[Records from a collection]

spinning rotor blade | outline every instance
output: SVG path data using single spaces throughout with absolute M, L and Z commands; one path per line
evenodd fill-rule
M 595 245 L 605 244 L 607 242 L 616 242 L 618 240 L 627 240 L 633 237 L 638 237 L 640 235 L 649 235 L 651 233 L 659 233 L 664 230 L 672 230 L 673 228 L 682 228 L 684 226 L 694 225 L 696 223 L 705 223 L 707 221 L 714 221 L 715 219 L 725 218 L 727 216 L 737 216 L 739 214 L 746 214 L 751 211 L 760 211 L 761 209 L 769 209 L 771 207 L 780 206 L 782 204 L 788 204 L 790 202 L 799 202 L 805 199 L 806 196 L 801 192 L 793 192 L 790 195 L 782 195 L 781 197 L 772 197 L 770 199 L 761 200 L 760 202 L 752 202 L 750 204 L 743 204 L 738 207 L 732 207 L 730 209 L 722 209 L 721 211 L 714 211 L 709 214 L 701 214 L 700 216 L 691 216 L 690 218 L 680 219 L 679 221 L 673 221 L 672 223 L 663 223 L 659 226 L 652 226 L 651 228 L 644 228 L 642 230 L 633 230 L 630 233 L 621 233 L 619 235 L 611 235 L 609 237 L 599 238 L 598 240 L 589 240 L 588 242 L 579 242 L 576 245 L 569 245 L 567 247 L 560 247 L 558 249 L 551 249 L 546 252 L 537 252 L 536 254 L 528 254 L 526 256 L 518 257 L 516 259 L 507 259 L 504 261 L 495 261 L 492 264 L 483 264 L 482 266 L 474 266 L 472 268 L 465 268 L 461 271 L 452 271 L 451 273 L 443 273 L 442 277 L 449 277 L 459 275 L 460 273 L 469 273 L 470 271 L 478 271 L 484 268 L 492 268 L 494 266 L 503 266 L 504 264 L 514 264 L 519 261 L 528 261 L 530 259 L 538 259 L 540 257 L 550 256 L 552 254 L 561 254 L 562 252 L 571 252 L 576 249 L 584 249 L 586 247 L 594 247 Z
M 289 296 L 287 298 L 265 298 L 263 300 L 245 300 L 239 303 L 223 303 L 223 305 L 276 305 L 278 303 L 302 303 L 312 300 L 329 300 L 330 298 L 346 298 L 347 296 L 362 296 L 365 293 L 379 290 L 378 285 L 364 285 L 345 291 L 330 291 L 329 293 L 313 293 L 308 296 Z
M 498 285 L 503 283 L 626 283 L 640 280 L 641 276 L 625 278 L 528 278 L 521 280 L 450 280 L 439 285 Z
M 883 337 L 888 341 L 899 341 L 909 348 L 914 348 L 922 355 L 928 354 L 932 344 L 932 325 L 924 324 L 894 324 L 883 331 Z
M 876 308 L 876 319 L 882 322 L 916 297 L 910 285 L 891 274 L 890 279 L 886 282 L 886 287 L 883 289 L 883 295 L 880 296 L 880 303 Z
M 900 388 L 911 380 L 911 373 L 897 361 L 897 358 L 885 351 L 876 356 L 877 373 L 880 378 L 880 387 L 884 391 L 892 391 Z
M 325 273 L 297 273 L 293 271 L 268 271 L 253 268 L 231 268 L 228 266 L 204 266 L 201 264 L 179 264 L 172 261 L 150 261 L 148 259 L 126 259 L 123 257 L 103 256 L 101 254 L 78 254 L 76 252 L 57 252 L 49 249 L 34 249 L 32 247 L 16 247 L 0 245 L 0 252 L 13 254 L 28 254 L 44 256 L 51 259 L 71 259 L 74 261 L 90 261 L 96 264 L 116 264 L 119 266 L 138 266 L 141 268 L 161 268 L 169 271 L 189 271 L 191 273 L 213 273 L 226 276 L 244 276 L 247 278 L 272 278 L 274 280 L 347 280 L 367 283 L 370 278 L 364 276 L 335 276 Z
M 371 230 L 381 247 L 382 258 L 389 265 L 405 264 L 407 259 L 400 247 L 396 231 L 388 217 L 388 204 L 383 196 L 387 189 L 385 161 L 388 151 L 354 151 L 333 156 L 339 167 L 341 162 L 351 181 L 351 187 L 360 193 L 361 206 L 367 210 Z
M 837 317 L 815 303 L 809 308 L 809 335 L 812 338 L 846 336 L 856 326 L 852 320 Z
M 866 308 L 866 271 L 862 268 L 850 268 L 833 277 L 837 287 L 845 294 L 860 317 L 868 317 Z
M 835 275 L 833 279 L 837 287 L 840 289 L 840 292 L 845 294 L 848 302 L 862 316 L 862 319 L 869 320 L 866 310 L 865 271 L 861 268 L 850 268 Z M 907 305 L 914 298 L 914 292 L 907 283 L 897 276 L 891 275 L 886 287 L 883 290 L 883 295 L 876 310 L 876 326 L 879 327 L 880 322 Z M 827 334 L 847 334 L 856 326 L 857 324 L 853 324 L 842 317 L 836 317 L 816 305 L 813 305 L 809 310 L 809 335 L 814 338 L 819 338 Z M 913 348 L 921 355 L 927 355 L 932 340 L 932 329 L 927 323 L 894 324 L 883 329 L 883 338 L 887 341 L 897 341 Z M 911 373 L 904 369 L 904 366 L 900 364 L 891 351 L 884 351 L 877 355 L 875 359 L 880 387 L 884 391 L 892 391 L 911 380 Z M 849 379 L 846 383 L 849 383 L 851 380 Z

__Set exercise__
Reproduce all the records, updating "evenodd" to "nonzero" and leaving everything else unchanged.

__Answer to the task__
spinning rotor blade | outline every instance
output: SVG path data using single spaces throughout with absolute M, L and Z commands; one path per line
nonzero fill-rule
M 595 245 L 605 244 L 607 242 L 616 242 L 618 240 L 627 240 L 633 237 L 638 237 L 640 235 L 649 235 L 651 233 L 659 233 L 664 230 L 672 230 L 673 228 L 682 228 L 684 226 L 694 225 L 696 223 L 705 223 L 707 221 L 714 221 L 715 219 L 725 218 L 727 216 L 737 216 L 739 214 L 746 214 L 751 211 L 760 211 L 761 209 L 769 209 L 771 207 L 780 206 L 782 204 L 788 204 L 790 202 L 799 202 L 805 199 L 806 196 L 801 192 L 793 192 L 790 195 L 782 195 L 781 197 L 772 197 L 770 199 L 761 200 L 760 202 L 752 202 L 750 204 L 743 204 L 738 207 L 732 207 L 730 209 L 722 209 L 721 211 L 714 211 L 709 214 L 701 214 L 700 216 L 691 216 L 690 218 L 680 219 L 679 221 L 673 221 L 672 223 L 663 223 L 659 226 L 652 226 L 651 228 L 644 228 L 642 230 L 633 230 L 630 233 L 621 233 L 619 235 L 611 235 L 609 237 L 599 238 L 598 240 L 589 240 L 588 242 L 579 242 L 576 245 L 569 245 L 567 247 L 560 247 L 558 249 L 551 249 L 546 252 L 537 252 L 536 254 L 528 254 L 526 256 L 518 257 L 516 259 L 507 259 L 504 261 L 495 261 L 492 264 L 483 264 L 482 266 L 474 266 L 472 268 L 465 268 L 461 271 L 452 271 L 451 273 L 443 273 L 442 277 L 449 277 L 459 275 L 460 273 L 469 273 L 470 271 L 478 271 L 484 268 L 492 268 L 494 266 L 503 266 L 504 264 L 514 264 L 519 261 L 528 261 L 530 259 L 538 259 L 540 257 L 550 256 L 552 254 L 561 254 L 562 252 L 571 252 L 576 249 L 584 249 L 586 247 L 594 247 Z
M 289 296 L 287 298 L 265 298 L 263 300 L 245 300 L 239 303 L 223 303 L 223 305 L 276 305 L 278 303 L 302 303 L 312 300 L 329 300 L 330 298 L 346 298 L 347 296 L 362 296 L 365 293 L 379 290 L 378 285 L 364 285 L 345 291 L 330 291 L 329 293 L 313 293 L 308 296 Z
M 498 285 L 503 283 L 626 283 L 640 280 L 641 276 L 625 278 L 528 278 L 521 280 L 450 280 L 439 285 Z
M 883 337 L 888 341 L 899 341 L 909 348 L 914 348 L 922 355 L 928 354 L 932 344 L 932 325 L 924 324 L 894 324 L 883 331 Z
M 876 308 L 876 319 L 882 322 L 916 297 L 910 285 L 891 274 L 890 279 L 886 282 L 886 287 L 883 289 L 883 295 L 880 296 L 880 303 Z
M 900 388 L 911 380 L 911 373 L 897 361 L 897 358 L 885 351 L 876 356 L 877 373 L 880 378 L 880 387 L 884 391 L 892 391 Z
M 325 273 L 297 273 L 293 271 L 268 271 L 253 268 L 231 268 L 228 266 L 204 266 L 201 264 L 179 264 L 172 261 L 150 261 L 148 259 L 126 259 L 123 257 L 103 256 L 101 254 L 78 254 L 76 252 L 57 252 L 49 249 L 34 249 L 32 247 L 16 247 L 0 245 L 0 252 L 13 254 L 28 254 L 44 256 L 51 259 L 71 259 L 74 261 L 90 261 L 96 264 L 116 264 L 119 266 L 138 266 L 141 268 L 161 268 L 169 271 L 189 271 L 191 273 L 213 273 L 226 276 L 244 276 L 247 278 L 272 278 L 274 280 L 347 280 L 367 283 L 370 278 L 364 276 L 335 276 Z
M 371 230 L 381 247 L 382 258 L 389 265 L 405 264 L 407 259 L 400 247 L 396 231 L 388 217 L 388 204 L 383 196 L 387 189 L 385 161 L 388 151 L 354 151 L 333 156 L 339 167 L 341 162 L 351 181 L 351 187 L 360 193 L 361 206 L 367 210 Z
M 837 317 L 815 303 L 809 308 L 809 335 L 812 338 L 846 336 L 856 326 L 852 320 Z
M 866 308 L 866 271 L 862 268 L 850 268 L 833 277 L 837 287 L 845 294 L 860 317 L 868 317 Z
M 835 275 L 833 279 L 837 287 L 840 289 L 840 292 L 845 294 L 848 302 L 862 316 L 862 319 L 869 320 L 866 310 L 865 271 L 861 268 L 850 268 Z M 907 305 L 914 298 L 914 292 L 907 283 L 897 276 L 891 275 L 886 287 L 883 290 L 883 295 L 876 310 L 876 326 L 879 327 L 880 322 Z M 827 334 L 847 334 L 856 326 L 857 324 L 853 324 L 842 317 L 836 317 L 816 305 L 813 305 L 809 310 L 809 335 L 814 338 L 819 338 Z M 913 348 L 921 355 L 927 355 L 932 340 L 932 329 L 927 323 L 894 324 L 883 329 L 883 338 L 887 341 L 897 341 Z M 911 373 L 904 369 L 904 366 L 900 364 L 891 351 L 884 351 L 877 355 L 875 359 L 880 387 L 884 391 L 892 391 L 911 380 Z M 849 379 L 846 383 L 849 383 L 851 380 Z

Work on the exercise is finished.